[Task prompt]:
Rewrite the records below, changing every "rough mask" to "coarse mask" and leaving everything else unchanged. Omit the pictures from your answer.

◆ ◆ ◆ ◆ ◆ ◆ ◆

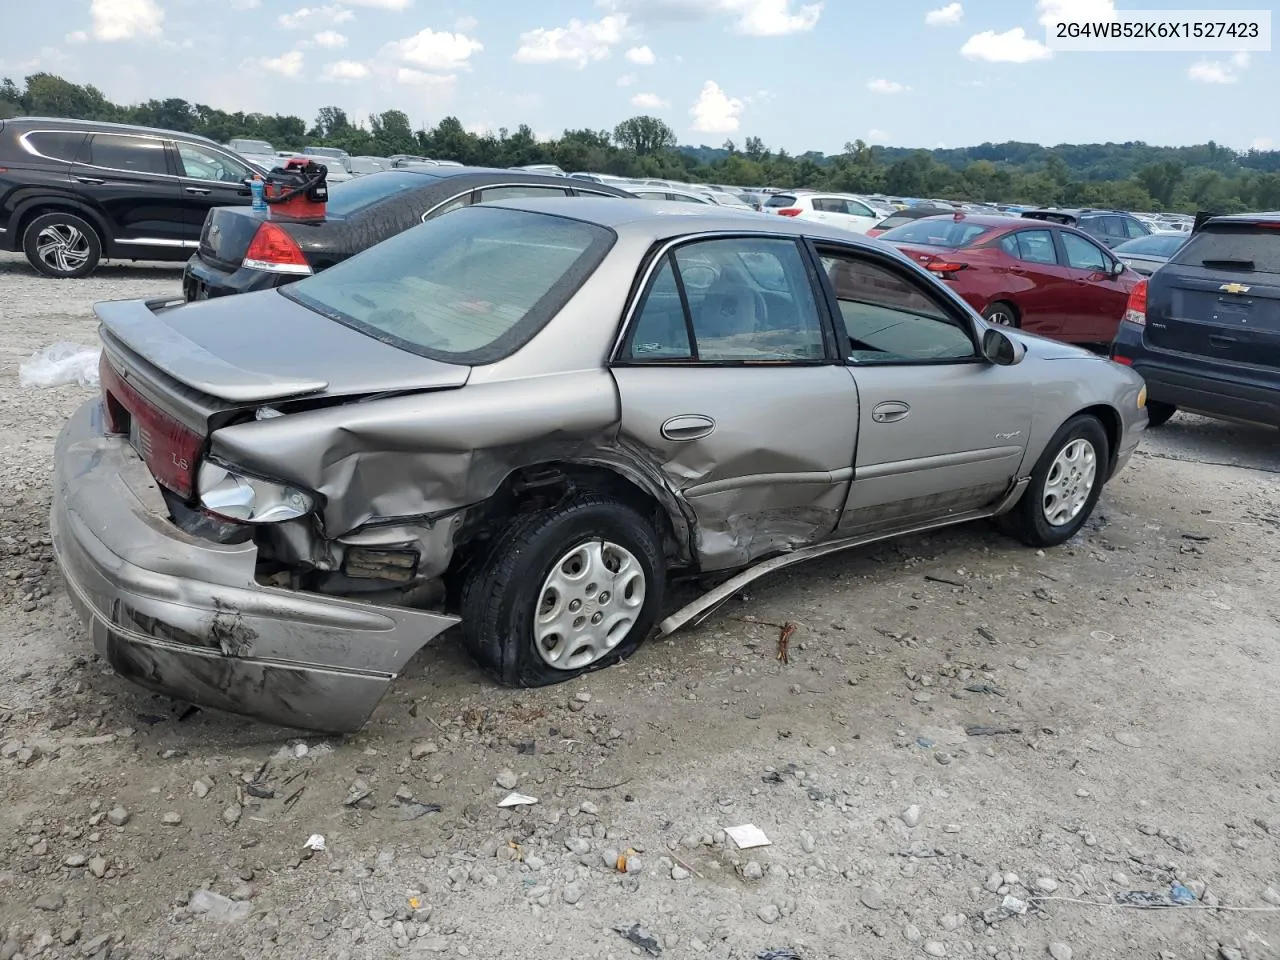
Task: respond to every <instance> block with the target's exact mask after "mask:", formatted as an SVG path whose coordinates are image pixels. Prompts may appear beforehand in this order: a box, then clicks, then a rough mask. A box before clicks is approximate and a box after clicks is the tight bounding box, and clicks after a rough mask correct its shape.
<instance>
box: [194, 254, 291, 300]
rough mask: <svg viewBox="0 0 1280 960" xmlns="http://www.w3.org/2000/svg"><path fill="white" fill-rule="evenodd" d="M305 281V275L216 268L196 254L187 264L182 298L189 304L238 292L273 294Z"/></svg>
mask: <svg viewBox="0 0 1280 960" xmlns="http://www.w3.org/2000/svg"><path fill="white" fill-rule="evenodd" d="M301 279H302V278H301V276H291V275H285V274H269V273H266V271H264V270H250V269H246V268H243V266H241V268H237V269H234V270H227V269H223V268H219V266H214V265H212V264H210V262H209V261H206V260H204V259H201V256H200V253H195V255H192V257H191V260H188V261H187V269H186V270H183V271H182V296H183V297H186V298H187V300H188V301H192V300H205V298H212V297H230V296H234V294H237V293H253V292H255V291H270V289H274V288H276V287H283V285H285V284H287V283H293V282H294V280H301ZM201 294H204V296H201Z"/></svg>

◆ ◆ ◆ ◆ ◆ ◆ ◆

[Answer box]:
Task: respond to every <instance> block with the target's exact mask after "mask:", formatted as an SVG path whose coordinates are image pixels. Prompts may appear beforehand in this order: a box, then clicks, then a coarse mask. A box before clicks is approximate and a box after clicks is the tight bounding box, and clicks after a coarse mask correct its shape.
<instance>
box: [194, 254, 291, 300]
coarse mask: <svg viewBox="0 0 1280 960" xmlns="http://www.w3.org/2000/svg"><path fill="white" fill-rule="evenodd" d="M305 281V275L216 268L196 254L187 264L182 298L189 304L238 292L273 294Z"/></svg>
mask: <svg viewBox="0 0 1280 960" xmlns="http://www.w3.org/2000/svg"><path fill="white" fill-rule="evenodd" d="M301 279H302V278H301V276H291V275H285V274H269V273H266V271H264V270H250V269H246V268H243V266H241V268H237V269H234V270H227V269H223V268H219V266H214V265H212V264H210V262H209V261H206V260H204V259H201V256H200V253H195V255H192V257H191V260H188V261H187V269H186V270H183V271H182V296H183V297H186V298H187V300H188V301H192V300H205V298H212V297H230V296H234V294H237V293H253V292H255V291H270V289H274V288H276V287H283V285H285V284H287V283H293V282H294V280H301ZM201 294H204V296H201Z"/></svg>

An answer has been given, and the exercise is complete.